**INSTRUCTIONS FOR THE TASK:** Go over the entries and report the lines where the word "railing" occurs.

**DATASET EXTRACT:**
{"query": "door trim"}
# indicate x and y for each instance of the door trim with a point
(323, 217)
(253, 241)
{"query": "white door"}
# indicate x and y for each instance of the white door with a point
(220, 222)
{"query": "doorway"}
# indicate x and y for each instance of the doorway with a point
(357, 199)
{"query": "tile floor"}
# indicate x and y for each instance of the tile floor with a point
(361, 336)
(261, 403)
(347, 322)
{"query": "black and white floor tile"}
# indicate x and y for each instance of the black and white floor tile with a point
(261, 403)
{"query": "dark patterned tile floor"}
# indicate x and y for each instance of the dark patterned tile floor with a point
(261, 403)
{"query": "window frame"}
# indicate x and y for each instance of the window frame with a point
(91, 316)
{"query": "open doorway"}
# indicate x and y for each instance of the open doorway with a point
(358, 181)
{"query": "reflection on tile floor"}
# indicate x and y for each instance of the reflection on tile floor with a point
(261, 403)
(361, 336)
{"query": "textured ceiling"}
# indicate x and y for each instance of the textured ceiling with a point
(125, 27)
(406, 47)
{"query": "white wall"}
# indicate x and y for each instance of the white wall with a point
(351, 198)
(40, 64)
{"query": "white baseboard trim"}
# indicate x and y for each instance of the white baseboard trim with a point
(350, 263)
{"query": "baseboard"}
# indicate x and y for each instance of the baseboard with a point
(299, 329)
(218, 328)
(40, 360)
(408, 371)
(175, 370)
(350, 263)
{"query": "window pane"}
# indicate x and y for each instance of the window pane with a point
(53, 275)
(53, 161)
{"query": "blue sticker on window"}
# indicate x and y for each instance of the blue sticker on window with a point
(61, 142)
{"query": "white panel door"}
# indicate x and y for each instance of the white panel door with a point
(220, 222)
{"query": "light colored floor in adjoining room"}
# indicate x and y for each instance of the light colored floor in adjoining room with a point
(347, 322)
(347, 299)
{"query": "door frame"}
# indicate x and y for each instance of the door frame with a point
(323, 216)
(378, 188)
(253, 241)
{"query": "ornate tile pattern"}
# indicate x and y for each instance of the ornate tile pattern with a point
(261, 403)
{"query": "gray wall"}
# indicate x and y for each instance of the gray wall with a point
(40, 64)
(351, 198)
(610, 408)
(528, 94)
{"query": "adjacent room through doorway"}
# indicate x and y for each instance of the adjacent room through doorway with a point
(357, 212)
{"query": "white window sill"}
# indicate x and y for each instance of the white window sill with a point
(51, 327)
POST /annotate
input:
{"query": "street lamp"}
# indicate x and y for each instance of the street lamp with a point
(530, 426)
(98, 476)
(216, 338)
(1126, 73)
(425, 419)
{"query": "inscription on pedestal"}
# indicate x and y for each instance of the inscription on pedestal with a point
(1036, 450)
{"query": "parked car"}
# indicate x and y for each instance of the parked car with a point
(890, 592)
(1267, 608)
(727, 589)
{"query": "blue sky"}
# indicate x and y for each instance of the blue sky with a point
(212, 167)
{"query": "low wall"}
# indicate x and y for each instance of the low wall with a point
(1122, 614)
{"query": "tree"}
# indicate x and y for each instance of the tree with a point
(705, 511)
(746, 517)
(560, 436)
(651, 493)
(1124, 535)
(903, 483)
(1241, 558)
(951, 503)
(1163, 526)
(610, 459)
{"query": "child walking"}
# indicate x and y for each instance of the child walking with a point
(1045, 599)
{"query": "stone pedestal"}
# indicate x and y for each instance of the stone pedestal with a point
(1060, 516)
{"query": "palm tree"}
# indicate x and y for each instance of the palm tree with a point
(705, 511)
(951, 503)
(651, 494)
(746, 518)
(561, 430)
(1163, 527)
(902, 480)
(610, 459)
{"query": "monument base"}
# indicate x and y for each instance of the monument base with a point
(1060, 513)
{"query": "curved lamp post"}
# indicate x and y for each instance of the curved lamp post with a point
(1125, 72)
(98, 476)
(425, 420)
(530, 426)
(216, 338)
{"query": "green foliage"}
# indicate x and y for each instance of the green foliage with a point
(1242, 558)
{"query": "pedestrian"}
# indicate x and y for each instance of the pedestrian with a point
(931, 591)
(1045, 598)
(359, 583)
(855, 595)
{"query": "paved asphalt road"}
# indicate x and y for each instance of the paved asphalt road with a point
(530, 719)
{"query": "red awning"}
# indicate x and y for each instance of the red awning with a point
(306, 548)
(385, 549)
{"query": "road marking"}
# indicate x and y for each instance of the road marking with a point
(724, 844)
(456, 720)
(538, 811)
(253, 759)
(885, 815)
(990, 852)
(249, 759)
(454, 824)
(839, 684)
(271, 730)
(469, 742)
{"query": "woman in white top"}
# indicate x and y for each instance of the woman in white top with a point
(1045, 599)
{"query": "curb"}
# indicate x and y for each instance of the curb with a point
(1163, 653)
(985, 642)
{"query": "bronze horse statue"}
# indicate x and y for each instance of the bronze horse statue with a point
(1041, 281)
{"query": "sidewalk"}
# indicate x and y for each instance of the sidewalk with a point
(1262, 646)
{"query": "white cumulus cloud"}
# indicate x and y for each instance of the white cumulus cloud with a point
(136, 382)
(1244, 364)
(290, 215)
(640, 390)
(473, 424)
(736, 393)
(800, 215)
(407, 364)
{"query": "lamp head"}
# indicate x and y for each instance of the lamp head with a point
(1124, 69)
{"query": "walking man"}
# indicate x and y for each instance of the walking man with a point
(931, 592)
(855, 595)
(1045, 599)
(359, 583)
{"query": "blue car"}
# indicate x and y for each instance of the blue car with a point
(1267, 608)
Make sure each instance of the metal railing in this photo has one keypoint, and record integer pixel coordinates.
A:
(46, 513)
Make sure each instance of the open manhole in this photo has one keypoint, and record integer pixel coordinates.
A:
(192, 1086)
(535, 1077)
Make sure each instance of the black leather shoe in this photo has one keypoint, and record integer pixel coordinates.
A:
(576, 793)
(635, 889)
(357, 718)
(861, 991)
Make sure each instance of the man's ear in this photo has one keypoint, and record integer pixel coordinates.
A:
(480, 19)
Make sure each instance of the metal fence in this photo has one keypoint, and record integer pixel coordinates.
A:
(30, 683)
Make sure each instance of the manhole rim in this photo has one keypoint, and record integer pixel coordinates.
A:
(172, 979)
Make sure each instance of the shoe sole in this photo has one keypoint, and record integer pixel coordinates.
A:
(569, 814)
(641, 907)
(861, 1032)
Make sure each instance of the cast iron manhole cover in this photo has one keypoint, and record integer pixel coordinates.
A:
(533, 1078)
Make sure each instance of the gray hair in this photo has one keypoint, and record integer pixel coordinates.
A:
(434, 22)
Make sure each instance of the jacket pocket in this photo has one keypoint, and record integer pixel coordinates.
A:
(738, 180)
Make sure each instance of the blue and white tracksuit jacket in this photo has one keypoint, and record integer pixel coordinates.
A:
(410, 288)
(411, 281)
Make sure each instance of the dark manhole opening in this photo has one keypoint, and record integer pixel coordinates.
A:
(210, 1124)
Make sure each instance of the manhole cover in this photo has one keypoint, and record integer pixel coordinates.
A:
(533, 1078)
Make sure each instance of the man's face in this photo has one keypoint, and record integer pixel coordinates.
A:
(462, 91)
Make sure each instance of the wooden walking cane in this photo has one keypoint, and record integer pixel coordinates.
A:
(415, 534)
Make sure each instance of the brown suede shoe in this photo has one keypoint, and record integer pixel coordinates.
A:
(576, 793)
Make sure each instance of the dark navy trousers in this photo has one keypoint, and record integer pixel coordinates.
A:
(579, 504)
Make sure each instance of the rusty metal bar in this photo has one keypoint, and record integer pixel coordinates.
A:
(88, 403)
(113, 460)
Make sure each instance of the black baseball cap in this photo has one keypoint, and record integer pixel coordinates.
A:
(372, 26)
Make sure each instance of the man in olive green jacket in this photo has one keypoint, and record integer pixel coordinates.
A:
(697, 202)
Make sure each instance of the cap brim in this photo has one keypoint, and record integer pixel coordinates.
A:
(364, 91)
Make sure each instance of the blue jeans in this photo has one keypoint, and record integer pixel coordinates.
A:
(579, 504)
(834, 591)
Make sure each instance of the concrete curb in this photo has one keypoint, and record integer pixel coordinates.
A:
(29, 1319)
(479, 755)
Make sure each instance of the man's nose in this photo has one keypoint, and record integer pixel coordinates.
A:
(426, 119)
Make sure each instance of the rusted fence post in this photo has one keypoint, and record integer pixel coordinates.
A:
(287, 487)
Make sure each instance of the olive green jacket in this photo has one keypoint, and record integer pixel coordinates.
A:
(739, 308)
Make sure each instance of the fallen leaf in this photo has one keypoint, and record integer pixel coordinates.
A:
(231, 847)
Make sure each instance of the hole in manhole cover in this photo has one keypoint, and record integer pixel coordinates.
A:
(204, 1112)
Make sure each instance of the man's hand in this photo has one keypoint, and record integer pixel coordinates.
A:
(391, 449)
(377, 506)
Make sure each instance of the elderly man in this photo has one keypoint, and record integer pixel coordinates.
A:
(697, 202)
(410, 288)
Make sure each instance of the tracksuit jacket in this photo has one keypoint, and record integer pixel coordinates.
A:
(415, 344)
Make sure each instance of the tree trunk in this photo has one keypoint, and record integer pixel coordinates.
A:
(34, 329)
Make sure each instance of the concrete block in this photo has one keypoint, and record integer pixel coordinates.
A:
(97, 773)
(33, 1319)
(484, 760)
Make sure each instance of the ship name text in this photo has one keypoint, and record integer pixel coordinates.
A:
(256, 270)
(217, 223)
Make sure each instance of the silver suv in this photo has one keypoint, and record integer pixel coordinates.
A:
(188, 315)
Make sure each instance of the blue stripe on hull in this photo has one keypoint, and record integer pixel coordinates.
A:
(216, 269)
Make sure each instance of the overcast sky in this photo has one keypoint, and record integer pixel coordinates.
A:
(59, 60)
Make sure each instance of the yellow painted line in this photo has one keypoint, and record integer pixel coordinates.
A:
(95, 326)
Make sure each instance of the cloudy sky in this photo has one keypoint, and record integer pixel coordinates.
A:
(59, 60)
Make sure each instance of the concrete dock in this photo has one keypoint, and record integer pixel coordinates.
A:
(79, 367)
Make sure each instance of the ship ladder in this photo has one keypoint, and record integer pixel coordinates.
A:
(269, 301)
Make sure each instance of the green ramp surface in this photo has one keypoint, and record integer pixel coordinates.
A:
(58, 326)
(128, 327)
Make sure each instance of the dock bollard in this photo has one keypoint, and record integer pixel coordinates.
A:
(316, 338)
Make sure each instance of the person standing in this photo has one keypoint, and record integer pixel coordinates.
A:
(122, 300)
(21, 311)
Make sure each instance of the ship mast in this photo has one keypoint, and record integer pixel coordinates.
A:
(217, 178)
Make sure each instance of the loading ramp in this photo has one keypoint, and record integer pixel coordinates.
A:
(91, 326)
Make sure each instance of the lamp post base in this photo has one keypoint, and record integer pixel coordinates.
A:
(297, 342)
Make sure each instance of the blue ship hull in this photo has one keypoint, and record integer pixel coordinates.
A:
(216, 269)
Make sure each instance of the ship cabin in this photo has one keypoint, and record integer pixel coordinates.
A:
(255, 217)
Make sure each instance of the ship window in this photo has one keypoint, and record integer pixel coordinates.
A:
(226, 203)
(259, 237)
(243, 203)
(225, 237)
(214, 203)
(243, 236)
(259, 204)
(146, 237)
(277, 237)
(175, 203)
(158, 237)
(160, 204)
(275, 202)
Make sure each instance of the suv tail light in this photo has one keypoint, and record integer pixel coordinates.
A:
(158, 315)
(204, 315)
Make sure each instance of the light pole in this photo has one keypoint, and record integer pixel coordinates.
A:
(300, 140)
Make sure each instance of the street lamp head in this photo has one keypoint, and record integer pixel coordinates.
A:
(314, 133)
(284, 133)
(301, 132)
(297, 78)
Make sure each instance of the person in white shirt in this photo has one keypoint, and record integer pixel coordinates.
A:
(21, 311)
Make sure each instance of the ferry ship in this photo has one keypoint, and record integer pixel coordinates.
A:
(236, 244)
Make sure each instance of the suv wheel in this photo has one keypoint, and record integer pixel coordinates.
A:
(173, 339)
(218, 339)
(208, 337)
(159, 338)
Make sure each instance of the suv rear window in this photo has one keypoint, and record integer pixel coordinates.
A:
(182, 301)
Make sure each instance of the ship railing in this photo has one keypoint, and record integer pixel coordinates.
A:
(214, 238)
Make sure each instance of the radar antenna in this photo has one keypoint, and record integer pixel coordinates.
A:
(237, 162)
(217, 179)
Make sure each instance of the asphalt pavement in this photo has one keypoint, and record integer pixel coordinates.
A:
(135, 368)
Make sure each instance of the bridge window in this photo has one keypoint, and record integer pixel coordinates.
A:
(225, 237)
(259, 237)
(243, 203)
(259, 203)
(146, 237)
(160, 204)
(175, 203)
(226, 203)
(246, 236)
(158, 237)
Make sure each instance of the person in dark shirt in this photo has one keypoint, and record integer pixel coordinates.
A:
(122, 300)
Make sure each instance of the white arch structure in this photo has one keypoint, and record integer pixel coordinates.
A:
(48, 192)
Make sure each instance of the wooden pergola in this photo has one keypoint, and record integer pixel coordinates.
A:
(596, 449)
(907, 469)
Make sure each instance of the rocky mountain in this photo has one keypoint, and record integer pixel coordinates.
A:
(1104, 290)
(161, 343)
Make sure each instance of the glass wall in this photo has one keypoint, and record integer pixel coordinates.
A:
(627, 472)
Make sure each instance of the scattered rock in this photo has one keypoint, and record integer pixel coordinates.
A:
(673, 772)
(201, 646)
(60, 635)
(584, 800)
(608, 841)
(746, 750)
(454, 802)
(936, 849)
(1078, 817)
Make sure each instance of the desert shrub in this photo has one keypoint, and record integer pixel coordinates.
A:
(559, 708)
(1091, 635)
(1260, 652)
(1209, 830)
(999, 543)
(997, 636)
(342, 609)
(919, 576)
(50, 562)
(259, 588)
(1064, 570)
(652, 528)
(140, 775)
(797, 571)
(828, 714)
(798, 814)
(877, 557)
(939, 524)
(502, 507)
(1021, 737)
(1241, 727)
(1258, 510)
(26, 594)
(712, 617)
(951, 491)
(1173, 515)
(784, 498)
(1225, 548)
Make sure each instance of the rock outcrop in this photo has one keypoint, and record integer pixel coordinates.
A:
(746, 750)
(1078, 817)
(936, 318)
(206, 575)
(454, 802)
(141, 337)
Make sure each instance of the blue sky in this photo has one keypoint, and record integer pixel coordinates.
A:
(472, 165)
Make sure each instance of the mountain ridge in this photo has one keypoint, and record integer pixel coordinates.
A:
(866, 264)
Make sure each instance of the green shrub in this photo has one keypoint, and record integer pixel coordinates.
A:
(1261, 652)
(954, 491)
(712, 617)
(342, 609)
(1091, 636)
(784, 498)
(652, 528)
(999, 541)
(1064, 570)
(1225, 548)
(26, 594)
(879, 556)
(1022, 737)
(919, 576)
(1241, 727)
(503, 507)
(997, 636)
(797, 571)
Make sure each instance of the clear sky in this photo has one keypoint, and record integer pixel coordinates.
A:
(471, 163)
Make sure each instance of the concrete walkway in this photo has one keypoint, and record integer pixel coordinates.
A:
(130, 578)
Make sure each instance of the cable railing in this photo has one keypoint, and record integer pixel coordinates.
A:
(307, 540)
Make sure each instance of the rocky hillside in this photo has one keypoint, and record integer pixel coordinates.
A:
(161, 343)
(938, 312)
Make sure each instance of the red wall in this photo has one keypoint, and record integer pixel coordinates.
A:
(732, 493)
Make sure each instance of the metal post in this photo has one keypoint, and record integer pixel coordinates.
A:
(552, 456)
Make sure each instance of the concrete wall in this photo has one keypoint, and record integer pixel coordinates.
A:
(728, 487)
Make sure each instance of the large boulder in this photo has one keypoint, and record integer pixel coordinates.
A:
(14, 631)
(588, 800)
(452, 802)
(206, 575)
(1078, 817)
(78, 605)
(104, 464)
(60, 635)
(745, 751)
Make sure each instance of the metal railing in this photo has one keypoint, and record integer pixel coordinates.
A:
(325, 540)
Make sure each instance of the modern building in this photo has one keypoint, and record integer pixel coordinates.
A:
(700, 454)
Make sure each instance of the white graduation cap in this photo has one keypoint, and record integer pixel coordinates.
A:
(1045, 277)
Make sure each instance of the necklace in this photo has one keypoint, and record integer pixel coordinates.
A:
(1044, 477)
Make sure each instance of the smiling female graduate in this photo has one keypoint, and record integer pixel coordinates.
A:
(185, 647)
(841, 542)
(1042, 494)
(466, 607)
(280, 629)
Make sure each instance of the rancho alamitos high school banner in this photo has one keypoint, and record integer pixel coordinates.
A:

**PROBLEM SOLUTION:**
Make sure each instance of the metal railing in this photo has one keypoint, and record integer pixel coordinates.
Make sure each instance of the ship railing in this photo has one keypoint, and record integer pixel coordinates.
Make sure each instance of the cable railing in this photo has one keypoint, and record integer pixel coordinates.
Make sure each instance of the metal railing in this photo has one keypoint, and record integer pixel coordinates.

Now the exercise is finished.